[Lo que harás]
1. Vuelve a escribir sin cambios el fragmento del texto sobre el empleo juvenil que empieza con las palabras "Los que por" y termina con "problemática: la dependencia.".
2. En el texto sobre el empleo juvenil, ¿qué nombre se le da al trabajo provisional que deja el dinero justo para ir pasando el día a día?
3. Escribe lo que sigue del texto sobre el empleo juvenil, a partir de donde se corta.

[Texto proporcionado]

⁂

El empleo juvenil entonces genera una tensión permanente pues absorbe la presión de miles de jóvenes que pugnan por abrirse un espacio de desarrollo que no ha podido ser asumido por el Estado. Además, lo poco que pueden hacer las instituciones (ONGs, empresas) está desarticulado y nunca es suficiente, pues la inadecuada focalización de beneficiarios sigue siendo un tema pendiente.

¿Pero cómo sobreviven entonces nuestros jóvenes? Muchos de ellos viven de “cachuelos” (término con el que se conoce al trabajo provisional que brinda a su ejecutor el dinero para sortear el día a día) pues tienen que trabajar con una escasa calificación, en oficios o actividades para los que no fueron formados y sometidos a regímenes que no les brindan ningún tipo de seguridad social.

Hoy abundan los empleos informales en las zonas neurálgicas de comercio en Lima: los mercados de abastos, los terminales de comercio, el sistema de transporte público, el sector de la construcción civil. Estibadores, llenadores, jaladores, avisadores, cobradores de combi, moto-taxistas, lateros son una variopinta y extensa gama de personajes que pueblan día a día las calles de Lima sobreviviendo sobre lo que se negocia día a día en el asfalto.

Los que por el contrario, accedieron a una mejor educación van bregando contra todo forzando las puertas que poco a poco se les va abriendo en el Mercado; mientras que aquellos que no pudieron pagarla, ven cómo se cierran sus posibilidades y son expectorados a la franja del desempleo lo que genera a su vez otra problemática: la dependencia.

⁂

[Información mostrada]
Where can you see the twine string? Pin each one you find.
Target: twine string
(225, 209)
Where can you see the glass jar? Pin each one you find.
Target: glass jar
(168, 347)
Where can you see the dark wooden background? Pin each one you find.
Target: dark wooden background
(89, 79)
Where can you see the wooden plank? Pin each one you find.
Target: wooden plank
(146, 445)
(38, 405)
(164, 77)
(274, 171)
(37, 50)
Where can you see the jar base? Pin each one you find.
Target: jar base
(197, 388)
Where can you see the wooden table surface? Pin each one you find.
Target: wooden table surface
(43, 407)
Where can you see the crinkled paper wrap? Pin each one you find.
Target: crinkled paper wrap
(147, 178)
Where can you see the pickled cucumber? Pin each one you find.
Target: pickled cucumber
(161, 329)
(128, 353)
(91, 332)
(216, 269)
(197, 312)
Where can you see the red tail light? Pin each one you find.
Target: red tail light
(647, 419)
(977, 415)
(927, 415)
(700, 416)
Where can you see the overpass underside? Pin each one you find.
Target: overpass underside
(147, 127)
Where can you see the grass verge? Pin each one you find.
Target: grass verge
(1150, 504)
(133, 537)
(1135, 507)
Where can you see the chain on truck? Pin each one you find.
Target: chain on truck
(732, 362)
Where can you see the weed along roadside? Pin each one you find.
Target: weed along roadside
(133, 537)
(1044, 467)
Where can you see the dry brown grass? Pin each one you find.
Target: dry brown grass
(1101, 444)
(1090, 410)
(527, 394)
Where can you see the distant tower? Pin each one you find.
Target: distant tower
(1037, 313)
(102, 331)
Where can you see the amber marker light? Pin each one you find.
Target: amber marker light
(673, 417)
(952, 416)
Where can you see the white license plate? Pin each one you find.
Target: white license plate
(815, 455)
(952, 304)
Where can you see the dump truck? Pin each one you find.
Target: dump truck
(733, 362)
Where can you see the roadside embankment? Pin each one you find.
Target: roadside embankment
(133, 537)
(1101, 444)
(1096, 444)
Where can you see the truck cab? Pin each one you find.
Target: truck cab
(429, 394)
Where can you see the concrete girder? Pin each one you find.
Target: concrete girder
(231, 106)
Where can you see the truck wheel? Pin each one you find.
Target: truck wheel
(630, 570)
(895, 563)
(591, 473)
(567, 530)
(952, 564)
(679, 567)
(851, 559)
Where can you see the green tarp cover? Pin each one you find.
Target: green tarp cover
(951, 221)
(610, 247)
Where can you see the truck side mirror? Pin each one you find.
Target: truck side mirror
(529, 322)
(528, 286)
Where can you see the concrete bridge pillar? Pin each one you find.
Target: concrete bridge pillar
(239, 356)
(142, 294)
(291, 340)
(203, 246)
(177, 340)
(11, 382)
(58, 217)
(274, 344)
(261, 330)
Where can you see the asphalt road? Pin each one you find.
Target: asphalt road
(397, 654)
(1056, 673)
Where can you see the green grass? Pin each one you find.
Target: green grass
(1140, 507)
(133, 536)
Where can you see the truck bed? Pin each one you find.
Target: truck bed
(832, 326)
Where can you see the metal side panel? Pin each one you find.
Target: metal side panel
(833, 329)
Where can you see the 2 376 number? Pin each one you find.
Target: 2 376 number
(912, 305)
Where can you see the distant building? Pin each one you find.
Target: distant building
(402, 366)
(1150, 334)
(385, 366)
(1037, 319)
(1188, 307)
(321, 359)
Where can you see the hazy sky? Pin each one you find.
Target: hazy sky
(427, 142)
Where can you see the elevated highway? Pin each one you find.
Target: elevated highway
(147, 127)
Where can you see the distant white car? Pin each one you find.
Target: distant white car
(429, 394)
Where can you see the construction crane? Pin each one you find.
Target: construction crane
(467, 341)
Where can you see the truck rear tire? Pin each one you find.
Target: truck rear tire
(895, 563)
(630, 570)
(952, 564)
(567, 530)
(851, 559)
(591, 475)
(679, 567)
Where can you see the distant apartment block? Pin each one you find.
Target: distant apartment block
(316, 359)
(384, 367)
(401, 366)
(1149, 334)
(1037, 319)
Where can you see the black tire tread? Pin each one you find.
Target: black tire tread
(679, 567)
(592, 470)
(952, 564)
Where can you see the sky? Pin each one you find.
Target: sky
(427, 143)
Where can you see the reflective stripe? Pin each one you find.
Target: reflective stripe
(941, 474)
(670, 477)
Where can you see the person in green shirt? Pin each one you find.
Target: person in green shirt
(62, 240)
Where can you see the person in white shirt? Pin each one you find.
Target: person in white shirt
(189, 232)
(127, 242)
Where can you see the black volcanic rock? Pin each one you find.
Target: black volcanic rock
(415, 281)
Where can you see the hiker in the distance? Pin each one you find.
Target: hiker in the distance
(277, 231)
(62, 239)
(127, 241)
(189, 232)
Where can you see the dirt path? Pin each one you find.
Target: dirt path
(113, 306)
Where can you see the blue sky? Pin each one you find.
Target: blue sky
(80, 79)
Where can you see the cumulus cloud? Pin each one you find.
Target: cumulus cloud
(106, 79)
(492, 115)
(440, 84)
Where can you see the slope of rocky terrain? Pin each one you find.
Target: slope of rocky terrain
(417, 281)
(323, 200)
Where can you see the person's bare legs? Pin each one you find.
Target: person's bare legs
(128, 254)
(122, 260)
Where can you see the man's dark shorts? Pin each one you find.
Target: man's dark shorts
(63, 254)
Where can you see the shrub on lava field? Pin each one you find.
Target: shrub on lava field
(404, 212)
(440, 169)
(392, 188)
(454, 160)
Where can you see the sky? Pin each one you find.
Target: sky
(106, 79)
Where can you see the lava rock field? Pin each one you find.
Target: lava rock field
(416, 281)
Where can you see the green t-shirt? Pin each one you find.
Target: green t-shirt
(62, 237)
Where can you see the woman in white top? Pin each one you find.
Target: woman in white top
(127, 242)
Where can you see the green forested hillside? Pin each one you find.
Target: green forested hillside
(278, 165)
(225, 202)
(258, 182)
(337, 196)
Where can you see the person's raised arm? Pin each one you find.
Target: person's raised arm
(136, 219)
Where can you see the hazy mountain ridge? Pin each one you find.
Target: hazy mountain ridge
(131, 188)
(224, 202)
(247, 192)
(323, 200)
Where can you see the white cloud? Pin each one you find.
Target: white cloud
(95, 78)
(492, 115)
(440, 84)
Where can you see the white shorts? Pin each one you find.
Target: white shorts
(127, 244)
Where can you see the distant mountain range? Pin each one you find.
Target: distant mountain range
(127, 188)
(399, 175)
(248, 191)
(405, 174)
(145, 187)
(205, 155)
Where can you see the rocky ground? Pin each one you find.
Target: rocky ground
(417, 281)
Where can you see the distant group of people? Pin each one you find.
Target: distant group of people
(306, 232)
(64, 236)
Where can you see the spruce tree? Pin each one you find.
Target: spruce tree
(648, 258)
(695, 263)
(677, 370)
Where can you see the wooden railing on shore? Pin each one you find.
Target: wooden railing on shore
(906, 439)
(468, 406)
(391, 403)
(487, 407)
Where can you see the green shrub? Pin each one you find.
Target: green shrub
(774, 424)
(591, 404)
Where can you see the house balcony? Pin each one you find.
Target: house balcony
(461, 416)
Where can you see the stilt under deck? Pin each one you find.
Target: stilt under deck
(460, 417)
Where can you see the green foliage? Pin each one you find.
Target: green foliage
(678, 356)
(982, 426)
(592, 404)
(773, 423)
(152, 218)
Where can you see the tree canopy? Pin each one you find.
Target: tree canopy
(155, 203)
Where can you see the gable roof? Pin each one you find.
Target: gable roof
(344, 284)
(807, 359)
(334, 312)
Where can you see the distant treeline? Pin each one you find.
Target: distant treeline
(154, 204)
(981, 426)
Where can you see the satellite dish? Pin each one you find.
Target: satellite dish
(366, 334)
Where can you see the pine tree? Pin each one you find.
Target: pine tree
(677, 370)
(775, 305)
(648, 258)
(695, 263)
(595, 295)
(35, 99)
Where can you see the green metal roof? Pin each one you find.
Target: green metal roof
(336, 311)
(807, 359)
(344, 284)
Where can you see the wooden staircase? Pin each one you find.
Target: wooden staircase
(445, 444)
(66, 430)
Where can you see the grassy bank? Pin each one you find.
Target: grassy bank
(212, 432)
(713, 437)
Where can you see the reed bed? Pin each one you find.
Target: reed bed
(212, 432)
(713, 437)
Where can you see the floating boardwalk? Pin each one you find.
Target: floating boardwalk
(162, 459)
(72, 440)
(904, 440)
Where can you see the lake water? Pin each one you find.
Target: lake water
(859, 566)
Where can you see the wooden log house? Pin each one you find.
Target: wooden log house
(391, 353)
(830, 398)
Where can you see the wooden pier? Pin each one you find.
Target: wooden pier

⁂

[Tus respuestas]
1.
Los que por el contrario, accedieron a una mejor educación van bregando contra todo forzando las puertas que poco a poco se les va abriendo en el Mercado; mientras que aquellos que no pudieron pagarla, ven cómo se cierran sus posibilidades y son expectorados a la franja del desempleo lo que genera a su vez otra problemática: la dependencia.

2. Se le llama "cachuelo".

3.
Es el empleo juvenil un factor que posibilita a los jóvenes ir ganando algunos márgenes de libertad para ensayar su autonomía e independencia. Pero sin trabajo, o con trabajo malo, la estadía en las familias nucleares se extiende y con ello su posibilidad de independizarse económicamente. Es esta juventud la que se prolonga hasta el borde de los 30 años, los que todavía siguen pugnando para que la política pública no les dé la espalda, pues casi siempre nuestro Estado piensa en los “chicos” de 18 años, los nuevecitos, cuando hay que promover empleo, dejando de lado ese inmenso contingente de gente joven que ya hace tiempo cruzó la valla de los veinte.


Pensar en nuestros jóvenes nos exige considerar las complejidades y superar las contradicciones existentes. Ya hemos visto cómo la heterogénea presencia de sujetos en el vasto territorio nacional exige una mirada intercultural. De otra parte hemos constatado la diferencia y la gama de circunstancias que se deben considerar al plantear la cuestión urbana o la rural. Y como si fuera poco, el intervalo de la juventud plantea diferentes escenarios pues los jóvenes de 15 tienen otra mirada y expectativa que los jóvenes de 29. Si hay algo continuo en todo nuestro análisis es la comprobación de la heterogeneidad. Sobre estas constataciones debemos pensar y ensayar respuestas múltiples a la compleja presencia juvenil en el país.